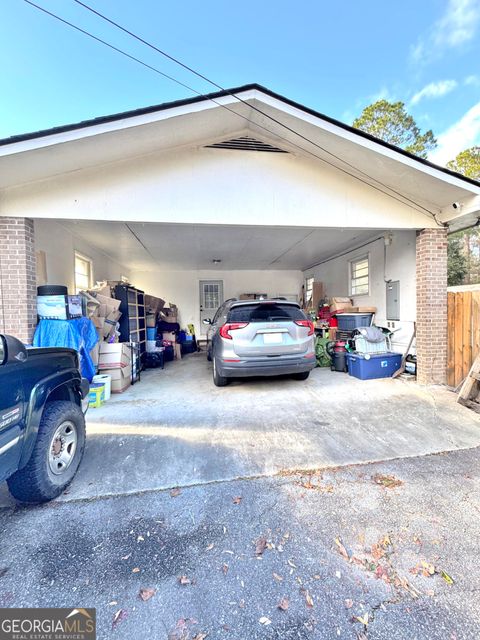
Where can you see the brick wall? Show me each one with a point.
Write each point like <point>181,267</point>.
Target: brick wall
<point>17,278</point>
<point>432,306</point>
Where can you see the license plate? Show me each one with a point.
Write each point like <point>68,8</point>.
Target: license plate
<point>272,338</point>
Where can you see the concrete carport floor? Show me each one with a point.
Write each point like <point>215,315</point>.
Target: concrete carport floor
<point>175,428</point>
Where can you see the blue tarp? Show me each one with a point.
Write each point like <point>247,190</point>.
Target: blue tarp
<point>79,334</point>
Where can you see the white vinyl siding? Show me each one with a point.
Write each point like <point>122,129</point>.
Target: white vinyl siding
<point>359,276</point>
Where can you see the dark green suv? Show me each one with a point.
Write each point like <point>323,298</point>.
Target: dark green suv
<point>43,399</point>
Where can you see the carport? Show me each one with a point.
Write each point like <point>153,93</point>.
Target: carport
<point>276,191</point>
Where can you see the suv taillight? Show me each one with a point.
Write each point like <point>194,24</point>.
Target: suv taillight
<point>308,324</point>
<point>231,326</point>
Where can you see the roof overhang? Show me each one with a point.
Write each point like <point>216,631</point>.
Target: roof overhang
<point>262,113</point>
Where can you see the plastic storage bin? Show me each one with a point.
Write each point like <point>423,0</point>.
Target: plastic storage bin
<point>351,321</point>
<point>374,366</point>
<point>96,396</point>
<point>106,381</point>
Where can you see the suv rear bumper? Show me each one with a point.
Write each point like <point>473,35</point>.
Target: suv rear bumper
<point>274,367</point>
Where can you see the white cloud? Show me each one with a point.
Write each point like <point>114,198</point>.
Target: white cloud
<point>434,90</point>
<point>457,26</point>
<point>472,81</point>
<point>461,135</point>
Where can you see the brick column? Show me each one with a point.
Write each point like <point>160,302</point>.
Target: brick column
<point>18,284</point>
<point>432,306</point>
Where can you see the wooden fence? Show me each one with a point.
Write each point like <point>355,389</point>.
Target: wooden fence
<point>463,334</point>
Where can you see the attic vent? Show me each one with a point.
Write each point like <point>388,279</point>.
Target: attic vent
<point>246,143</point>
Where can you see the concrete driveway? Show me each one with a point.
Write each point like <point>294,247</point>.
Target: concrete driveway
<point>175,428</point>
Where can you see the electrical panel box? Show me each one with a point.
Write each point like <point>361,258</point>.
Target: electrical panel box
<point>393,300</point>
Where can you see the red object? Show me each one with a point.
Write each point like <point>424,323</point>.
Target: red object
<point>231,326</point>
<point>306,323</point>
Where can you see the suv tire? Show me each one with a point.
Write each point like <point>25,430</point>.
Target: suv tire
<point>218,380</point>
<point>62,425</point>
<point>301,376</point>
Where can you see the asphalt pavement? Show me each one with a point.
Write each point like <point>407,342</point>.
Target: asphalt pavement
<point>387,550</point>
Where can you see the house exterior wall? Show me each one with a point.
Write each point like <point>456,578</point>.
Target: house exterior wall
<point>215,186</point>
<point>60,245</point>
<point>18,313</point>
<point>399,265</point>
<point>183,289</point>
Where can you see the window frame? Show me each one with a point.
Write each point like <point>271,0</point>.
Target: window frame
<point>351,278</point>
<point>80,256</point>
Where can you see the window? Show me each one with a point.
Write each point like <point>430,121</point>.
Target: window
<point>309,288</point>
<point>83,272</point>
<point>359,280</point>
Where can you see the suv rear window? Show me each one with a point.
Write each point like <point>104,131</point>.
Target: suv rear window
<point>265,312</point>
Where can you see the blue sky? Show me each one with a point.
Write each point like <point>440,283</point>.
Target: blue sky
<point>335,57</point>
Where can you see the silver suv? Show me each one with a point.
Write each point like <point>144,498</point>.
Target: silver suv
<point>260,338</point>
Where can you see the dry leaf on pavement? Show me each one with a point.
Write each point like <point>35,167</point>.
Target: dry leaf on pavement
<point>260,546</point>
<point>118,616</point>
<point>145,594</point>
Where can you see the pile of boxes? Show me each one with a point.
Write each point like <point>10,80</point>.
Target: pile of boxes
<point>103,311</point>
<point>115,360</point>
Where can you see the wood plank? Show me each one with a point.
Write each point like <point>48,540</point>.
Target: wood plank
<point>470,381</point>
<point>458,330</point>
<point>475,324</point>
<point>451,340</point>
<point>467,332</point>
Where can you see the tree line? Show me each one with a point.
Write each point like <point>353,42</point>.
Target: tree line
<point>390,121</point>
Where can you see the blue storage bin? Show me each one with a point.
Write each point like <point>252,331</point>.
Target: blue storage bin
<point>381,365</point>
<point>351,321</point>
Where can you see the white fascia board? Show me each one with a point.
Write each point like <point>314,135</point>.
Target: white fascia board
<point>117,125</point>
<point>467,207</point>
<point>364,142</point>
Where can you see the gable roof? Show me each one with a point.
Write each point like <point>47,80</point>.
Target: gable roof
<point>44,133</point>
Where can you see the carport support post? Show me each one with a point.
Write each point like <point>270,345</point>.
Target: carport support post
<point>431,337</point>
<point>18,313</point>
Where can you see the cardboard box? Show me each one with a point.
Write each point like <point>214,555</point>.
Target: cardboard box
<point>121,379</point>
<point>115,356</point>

...

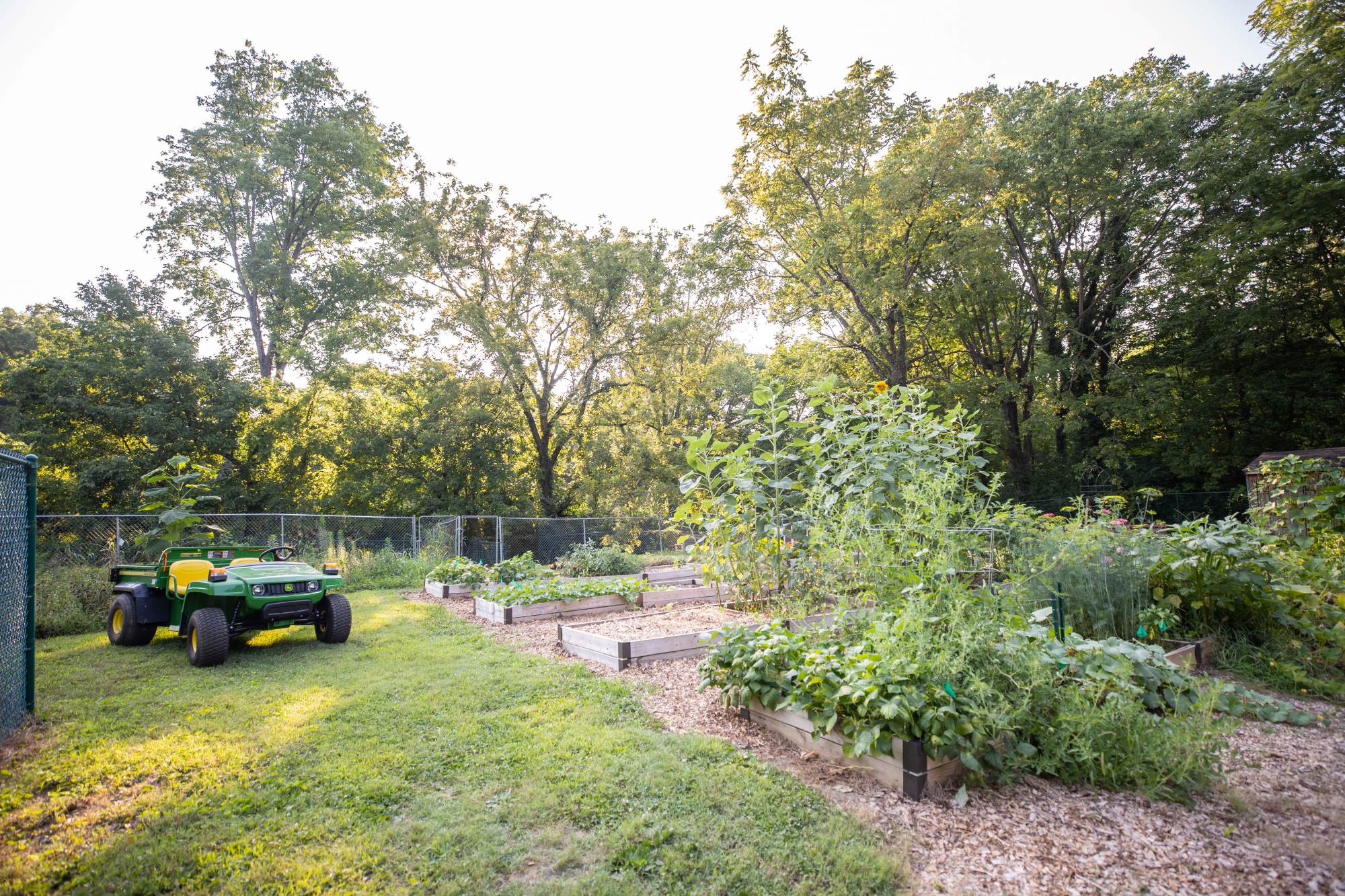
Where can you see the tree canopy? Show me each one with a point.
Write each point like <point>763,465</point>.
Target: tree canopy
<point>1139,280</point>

...

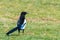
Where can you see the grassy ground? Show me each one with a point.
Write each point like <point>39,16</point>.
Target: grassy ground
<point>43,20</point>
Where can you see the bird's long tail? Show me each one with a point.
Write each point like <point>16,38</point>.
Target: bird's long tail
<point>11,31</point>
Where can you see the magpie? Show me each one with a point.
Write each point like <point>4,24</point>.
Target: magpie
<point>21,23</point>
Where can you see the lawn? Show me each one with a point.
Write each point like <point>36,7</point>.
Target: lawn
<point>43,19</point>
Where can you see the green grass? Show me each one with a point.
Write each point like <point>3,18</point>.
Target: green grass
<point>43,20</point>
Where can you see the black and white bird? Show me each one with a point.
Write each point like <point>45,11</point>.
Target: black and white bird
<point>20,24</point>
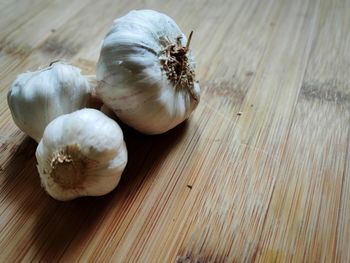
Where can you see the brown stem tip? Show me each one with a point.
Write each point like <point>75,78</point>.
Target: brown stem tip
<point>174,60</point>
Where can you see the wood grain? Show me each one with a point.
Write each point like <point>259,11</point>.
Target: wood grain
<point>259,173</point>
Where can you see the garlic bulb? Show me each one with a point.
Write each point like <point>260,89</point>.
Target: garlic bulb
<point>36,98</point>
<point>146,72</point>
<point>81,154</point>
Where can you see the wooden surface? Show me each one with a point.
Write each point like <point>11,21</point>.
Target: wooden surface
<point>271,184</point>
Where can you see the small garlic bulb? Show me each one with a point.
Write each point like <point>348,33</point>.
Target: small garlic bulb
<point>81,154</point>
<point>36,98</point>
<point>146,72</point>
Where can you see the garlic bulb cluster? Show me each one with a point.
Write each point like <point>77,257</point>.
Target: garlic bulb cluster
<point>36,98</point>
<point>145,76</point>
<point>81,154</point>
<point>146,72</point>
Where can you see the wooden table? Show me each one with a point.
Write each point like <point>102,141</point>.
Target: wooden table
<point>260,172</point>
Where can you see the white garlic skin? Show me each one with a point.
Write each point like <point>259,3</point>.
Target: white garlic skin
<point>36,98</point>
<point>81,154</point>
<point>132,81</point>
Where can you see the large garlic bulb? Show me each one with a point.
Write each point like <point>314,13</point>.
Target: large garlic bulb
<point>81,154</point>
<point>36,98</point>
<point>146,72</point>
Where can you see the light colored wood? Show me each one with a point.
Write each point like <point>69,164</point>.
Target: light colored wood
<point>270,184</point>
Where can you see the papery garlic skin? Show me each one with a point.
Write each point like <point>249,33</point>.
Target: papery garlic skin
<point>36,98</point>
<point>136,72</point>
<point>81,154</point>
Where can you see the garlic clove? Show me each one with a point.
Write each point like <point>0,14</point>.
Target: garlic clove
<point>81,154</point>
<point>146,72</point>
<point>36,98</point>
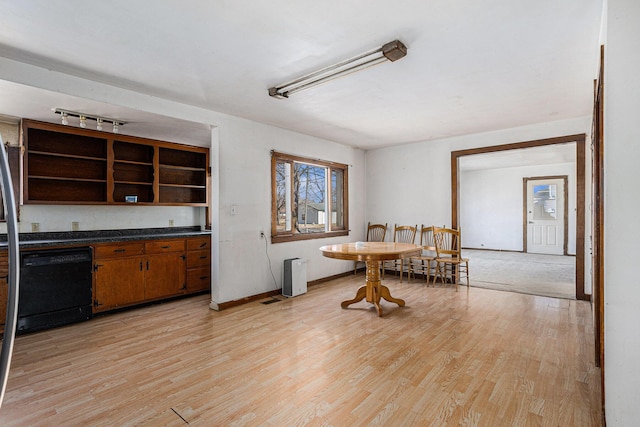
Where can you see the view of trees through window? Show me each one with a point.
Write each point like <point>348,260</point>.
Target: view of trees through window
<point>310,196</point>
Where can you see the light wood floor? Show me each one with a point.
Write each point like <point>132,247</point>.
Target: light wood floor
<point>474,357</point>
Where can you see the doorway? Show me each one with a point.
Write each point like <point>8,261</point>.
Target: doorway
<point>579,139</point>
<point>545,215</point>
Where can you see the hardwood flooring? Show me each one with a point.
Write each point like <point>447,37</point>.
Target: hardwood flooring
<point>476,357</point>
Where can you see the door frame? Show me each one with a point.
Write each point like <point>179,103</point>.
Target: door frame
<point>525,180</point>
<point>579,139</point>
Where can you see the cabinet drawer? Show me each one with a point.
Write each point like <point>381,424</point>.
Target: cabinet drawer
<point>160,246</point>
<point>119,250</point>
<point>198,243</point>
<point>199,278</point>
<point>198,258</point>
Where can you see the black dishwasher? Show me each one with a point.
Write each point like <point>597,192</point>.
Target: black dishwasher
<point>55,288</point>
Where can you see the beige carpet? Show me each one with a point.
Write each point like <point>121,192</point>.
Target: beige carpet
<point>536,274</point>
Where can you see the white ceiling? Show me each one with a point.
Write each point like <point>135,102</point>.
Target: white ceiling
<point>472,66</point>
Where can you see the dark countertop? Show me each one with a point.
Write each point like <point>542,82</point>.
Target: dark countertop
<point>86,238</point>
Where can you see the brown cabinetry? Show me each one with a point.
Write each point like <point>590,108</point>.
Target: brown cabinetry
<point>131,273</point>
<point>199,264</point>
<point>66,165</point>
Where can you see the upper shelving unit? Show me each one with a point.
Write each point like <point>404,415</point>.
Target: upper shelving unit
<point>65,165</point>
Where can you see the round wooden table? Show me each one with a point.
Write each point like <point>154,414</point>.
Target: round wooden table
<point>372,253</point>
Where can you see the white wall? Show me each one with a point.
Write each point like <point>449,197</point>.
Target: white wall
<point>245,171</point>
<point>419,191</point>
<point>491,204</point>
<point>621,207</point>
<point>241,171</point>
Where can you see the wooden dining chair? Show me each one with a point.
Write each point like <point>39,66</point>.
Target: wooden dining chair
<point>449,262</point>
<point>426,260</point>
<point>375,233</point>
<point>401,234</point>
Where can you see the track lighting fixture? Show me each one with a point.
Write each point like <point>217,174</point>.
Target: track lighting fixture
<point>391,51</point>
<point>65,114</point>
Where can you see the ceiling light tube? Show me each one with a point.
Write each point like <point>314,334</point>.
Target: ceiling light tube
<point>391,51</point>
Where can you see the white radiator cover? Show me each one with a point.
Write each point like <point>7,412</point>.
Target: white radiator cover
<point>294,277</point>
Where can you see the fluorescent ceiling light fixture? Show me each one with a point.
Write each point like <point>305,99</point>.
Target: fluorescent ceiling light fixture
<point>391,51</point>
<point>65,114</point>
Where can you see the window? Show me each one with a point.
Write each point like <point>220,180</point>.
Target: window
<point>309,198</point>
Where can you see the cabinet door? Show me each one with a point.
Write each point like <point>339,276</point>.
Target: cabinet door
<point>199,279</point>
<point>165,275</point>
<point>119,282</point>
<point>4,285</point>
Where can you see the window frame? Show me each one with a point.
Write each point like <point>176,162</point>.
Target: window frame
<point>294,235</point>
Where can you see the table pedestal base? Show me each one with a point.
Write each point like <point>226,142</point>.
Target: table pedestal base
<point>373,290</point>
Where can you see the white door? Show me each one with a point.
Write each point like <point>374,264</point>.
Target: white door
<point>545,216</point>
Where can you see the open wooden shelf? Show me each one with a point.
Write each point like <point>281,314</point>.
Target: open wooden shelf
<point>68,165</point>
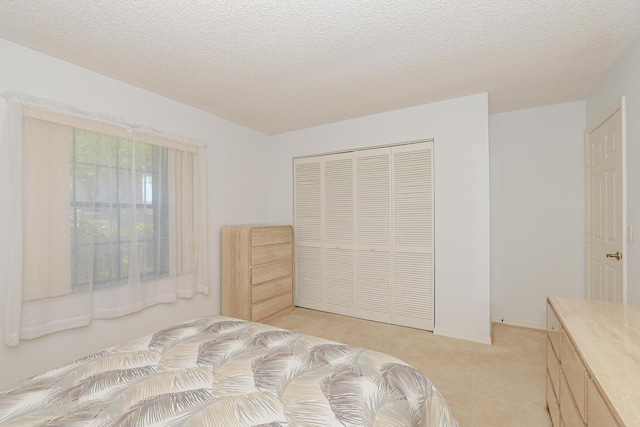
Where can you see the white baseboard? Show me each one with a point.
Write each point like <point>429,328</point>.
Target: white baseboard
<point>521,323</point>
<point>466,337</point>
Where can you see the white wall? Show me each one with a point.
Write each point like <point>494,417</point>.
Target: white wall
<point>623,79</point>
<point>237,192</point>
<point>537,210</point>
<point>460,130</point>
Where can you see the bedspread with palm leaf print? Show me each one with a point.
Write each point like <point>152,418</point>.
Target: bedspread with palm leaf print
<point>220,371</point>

**EXERCISE BRIEF**:
Return only the part of the records above that opens with the line containing "Where can you see the table" and closes with the line containing "Write each point like <point>281,314</point>.", ends included.

**RESULT OF THIS EXERCISE**:
Where can you see the table pedestal base? Show me each one with a point.
Write each point like <point>226,142</point>.
Target: table pedestal base
<point>373,290</point>
Where can you see the white door? Show me each one with a point.
Write each point like <point>374,264</point>.
Target: white door
<point>545,216</point>
Where can you see the open wooden shelf? Show me each one with a point.
Write each point like <point>281,314</point>.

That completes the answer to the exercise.